WORK TO COMPLETE: Reproduce the entries exactly, beginning with the line containing "railing in the photo above." and ending with their last line, both included.

Region pointing data:

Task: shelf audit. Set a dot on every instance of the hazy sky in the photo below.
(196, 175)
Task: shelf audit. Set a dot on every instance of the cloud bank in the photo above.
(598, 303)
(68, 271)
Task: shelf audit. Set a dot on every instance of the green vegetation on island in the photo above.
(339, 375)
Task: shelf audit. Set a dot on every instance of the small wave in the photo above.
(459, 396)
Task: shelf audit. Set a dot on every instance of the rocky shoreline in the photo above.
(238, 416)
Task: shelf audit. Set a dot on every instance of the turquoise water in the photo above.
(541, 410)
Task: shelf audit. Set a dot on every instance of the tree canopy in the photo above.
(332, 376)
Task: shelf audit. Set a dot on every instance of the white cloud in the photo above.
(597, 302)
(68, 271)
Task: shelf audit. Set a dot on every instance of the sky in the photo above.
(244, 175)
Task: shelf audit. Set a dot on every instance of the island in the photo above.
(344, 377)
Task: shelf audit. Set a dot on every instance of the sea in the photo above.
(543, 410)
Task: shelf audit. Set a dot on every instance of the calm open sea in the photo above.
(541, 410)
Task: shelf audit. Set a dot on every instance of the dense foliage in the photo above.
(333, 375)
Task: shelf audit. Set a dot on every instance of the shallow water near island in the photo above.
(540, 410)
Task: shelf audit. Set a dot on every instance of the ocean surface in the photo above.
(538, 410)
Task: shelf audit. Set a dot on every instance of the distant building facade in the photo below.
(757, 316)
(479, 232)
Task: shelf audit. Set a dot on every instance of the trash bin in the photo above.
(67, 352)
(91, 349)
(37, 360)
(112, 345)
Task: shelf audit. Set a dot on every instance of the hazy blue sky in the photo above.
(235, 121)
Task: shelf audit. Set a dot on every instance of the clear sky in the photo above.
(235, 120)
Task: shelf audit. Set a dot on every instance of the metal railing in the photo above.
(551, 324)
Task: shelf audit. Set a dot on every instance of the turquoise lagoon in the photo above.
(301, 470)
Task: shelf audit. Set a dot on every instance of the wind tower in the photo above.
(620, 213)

TASK OUTPUT:
Task: shelf audit. Set a dot on every instance of the metal railing in the photo above.
(551, 324)
Task: shelf audit. Set a dot on every instance of the turquoise lagoon in the photo above.
(301, 470)
Task: shelf audit. Set a dot on every instance of the wind tower in the photo above.
(620, 213)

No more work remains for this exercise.